Who’s Next?
First we got the bomb, and that was good,
‘Cause we love peace and motherhood.
Then Russia got the bomb, but that’s okay,
‘Cause the balance of power’s maintained that way.
Who’s next?Then France got the bomb, but don’t you grieve,
‘Cause they’re on our side (I believe).
China got the bomb, but have no fears,
‘Cause they can’t wipe us out for at least five years.
Who’s next?…
South Africa wants two, that’s right:
One for the black and one for the white.
Who’s next?Egypt’s gonna get one too,
Just to use on you know who.
So Israel’s getting tense,
Wants one in self defense.
“The Lord’s our shepherd,” says the psalm,
But just in case we better get a bomb.
Who’s next?Luxembourg is next to go,
And (who knows?) maybe Monaco.
We’ll try to stay serene and calm
When Alabama gets the bomb.
Who’s next?
Who’s next?—Tom Lehrer, 1965
The following is a statement by A.Q. Khan, the Pakistani entrepreneur who sold nuclear weapons internationally:
If you want to buy a thing, you place the order directly and you get it. If you don’t give me [the item] for one reason or another, I ask Tom, Dick or Harry [for] this item. Could you please buy it for me? Okay, no problem. It is a commercial deal. The guy buys from you. You are not willing to sell it to me, but you are willing to sell it to Tom. So, Tom buys from you. He takes ten or fifteen percent and he says to me that this is purely a business deal.1
On January 7, 1939, Niels Bohr, his son Erik, and Bohr’s assistant Léon Rosenfeld left Copenhagen for the United States. Four days earlier, the Austrian-born physicist Otto Frisch, who had taken refuge in Bohr’s Copenhagen Institute, had told Bohr about the work that he and his aunt Lise Meitner had just done in Sweden. Drawing on experiments by the radio chemists Otto Hahn and Fritz Strassman—Meitner’s former colleagues in Berlin—Meitner and Frisch showed that it was possible to split uranium nuclei by bombarding them with neutrons. Over the years I have spoken with several physicists who were active in 1939 when this discovery was made. All of them, including Bohr, could not understand why they had not predicted it themselves. Robert Serber, a physicist recruited for the Manhattan Project in 1941 who played an essential role at Los Alamos, said to me, “How could we have been so stupid?” This was the discovery that made nuclear weapons possible.

**STUDY MATERIAL:**
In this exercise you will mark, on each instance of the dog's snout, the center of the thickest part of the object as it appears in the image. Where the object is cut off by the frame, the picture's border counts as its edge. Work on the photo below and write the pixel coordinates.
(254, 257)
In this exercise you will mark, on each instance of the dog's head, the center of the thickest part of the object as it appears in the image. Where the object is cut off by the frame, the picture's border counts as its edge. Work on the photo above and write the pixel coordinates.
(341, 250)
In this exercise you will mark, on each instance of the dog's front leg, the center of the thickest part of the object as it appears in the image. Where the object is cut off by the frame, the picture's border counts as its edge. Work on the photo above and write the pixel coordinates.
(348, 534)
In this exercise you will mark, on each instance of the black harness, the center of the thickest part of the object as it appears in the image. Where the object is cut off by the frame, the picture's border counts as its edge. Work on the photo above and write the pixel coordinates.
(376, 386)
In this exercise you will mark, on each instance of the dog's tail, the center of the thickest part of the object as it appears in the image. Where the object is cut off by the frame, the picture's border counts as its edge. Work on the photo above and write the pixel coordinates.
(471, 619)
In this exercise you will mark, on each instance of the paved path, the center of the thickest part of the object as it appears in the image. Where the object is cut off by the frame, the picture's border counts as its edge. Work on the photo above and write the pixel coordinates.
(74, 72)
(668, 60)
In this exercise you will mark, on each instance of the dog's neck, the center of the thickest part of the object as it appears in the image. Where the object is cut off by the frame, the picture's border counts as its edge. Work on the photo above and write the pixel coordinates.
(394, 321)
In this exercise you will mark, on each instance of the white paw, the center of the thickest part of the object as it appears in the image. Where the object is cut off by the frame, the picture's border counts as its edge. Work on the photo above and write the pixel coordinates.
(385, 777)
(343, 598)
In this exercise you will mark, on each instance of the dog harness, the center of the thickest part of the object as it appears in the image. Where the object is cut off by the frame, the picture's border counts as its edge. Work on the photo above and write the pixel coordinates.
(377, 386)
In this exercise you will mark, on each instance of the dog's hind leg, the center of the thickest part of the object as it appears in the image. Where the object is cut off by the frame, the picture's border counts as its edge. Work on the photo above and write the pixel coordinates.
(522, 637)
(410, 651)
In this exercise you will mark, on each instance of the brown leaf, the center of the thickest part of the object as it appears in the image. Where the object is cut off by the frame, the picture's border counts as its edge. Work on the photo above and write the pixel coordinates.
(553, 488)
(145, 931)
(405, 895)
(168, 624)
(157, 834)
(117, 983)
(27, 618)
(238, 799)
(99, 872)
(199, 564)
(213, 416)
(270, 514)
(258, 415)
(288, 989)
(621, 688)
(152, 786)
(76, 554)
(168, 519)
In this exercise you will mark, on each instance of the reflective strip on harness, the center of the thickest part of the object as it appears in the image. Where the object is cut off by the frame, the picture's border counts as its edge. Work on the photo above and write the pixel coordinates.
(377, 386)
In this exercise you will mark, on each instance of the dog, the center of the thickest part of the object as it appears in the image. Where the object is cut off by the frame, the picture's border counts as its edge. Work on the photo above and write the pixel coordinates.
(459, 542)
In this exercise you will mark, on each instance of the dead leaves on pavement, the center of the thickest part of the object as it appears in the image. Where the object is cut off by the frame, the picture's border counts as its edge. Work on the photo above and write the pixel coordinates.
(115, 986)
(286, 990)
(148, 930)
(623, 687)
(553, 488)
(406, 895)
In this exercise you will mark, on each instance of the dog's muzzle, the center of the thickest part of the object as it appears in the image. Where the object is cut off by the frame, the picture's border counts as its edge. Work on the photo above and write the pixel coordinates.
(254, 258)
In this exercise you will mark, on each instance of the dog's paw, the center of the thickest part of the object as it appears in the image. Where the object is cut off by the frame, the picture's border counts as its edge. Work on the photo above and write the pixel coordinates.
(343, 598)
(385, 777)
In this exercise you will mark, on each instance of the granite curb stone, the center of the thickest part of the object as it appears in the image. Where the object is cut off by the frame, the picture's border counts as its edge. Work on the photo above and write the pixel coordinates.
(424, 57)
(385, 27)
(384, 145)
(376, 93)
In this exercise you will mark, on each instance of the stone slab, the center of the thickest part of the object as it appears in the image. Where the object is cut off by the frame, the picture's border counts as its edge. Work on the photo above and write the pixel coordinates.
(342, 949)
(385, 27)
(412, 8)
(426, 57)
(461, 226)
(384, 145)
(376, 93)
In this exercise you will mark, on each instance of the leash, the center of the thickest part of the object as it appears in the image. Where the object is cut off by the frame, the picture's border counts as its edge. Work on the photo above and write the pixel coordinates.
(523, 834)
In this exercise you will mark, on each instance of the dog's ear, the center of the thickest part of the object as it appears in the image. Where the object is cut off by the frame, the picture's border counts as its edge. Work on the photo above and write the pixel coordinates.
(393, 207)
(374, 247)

**WHAT TO WORK ON:**
1 - In the nuclear weapons piece, list every person named in the paragraph that begins "On January 7, 1939."
2 - Extract the passage of the nuclear weapons piece starting at "China got the" and ending at "for the white.".

**ANSWERS PER TASK:**
1 - Niels Bohr, Erik Bohr, Léon Rosenfeld, Otto Frisch, Lise Meitner, Otto Hahn, Fritz Strassman, Robert Serber

2 -
China got the bomb, but have no fears,
‘Cause they can’t wipe us out for at least five years.
Who’s next?…
South Africa wants two, that’s right:
One for the black and one for the white.